### What to produce
Copy out the data in full, keeping each line exactly as it reads.

### Task input
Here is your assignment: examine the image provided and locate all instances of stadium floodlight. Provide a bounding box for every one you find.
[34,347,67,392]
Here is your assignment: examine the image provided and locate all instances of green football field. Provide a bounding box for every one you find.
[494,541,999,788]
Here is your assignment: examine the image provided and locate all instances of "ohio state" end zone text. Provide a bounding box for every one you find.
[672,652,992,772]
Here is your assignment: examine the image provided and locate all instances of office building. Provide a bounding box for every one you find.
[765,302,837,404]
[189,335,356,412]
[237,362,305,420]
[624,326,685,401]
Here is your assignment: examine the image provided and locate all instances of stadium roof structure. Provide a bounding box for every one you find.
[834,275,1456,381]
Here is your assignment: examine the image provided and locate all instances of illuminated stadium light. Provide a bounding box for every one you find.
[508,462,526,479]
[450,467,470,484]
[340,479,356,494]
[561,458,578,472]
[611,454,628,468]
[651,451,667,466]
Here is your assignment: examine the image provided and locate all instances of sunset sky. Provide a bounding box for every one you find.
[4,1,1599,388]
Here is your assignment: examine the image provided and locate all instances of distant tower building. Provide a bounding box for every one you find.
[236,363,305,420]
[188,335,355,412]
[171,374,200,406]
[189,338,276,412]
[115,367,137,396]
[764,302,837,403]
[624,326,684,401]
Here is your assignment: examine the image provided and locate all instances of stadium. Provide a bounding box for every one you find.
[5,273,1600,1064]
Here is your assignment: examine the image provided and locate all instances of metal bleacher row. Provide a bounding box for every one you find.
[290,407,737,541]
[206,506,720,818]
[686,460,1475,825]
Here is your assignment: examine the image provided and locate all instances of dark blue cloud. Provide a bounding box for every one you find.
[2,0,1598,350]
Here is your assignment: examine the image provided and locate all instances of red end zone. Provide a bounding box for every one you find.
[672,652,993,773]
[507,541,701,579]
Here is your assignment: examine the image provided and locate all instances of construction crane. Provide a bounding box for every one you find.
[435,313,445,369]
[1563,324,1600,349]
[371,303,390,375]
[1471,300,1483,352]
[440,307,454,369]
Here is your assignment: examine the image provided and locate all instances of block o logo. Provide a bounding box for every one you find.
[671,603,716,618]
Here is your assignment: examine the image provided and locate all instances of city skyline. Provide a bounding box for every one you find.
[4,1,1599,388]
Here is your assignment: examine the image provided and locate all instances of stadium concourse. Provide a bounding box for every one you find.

### Answer to this task
Here is your assignment: examine the image provided and locate all instances of stadium floodlight. Provide a bounding box for every one you find.
[34,347,67,392]
Here is your assignment: examine the image provided and locate all instances of green football field. Provide a bounding box for every one you find.
[494,541,999,788]
Here is your assignment: examine the image provided and locate all instances of "ohio state" end zone text. Provide a bounding box for every one you find.
[672,652,992,772]
Here is your assignment: examine the image provided and locate all instances of office building. Provide a bounding box for every one you find.
[765,302,837,404]
[189,335,356,412]
[237,362,305,420]
[624,326,685,401]
Here is your assignment: examine the image provided and locate all instances of stadium roof structure. Provide a bounding box for every one you find.
[834,275,1456,381]
Here is your assignment: examine the image provided and locate all instances of illuminated stadium light. Provide a bounding box for every one you find.
[508,462,526,479]
[450,467,470,484]
[340,479,356,494]
[561,458,578,472]
[611,454,628,468]
[651,451,667,466]
Here is your assignment: examine the image provided and locate all instances of sunset sky. Provide a bounding box for every one you find.
[4,1,1599,388]
Here is your assignment: examine the image provided and locate all instances of distant tower building. Provide a bounding box for every one you find.
[236,363,305,420]
[188,335,355,412]
[171,374,200,406]
[189,338,276,412]
[115,367,137,396]
[764,302,837,403]
[624,326,684,401]
Here is your assignment: examine the image provided and locate all instances of stadium. Provide a bounding box for every one you find.
[5,273,1600,1064]
Here is your assignment: examine the image provided and locate all instances of metal bleacher row. Provide a bounding box for every one you find.
[290,407,737,541]
[206,506,720,818]
[686,460,1475,825]
Here is your assignment: examine the image provided and locate all instances of dark blue cloud. Provide a bounding box for every one you find.
[2,0,1598,350]
Here is your assignment: examine the image provided and locate all instances of red end zone. Provide a bounding box for every one you find.
[672,652,993,773]
[507,541,701,579]
Here is your assignment: examine the image provided and locate all instances of construction crane. Provide a bounding box for every one you find.
[435,313,445,369]
[1563,324,1600,349]
[371,303,390,375]
[1471,300,1483,352]
[440,307,454,369]
Here is your assignment: examine the image provided and locate all instances of block o logo. Provide a bounding box for every one you find.
[671,603,716,618]
Here is your assignment: examine the image provided and locate all instances of city skyline. Provide a bounding box for every one you find.
[4,1,1599,388]
Here is your assignment: examine the image provided and locate all instances of stadium concourse. Provide a bounding box for every one you find.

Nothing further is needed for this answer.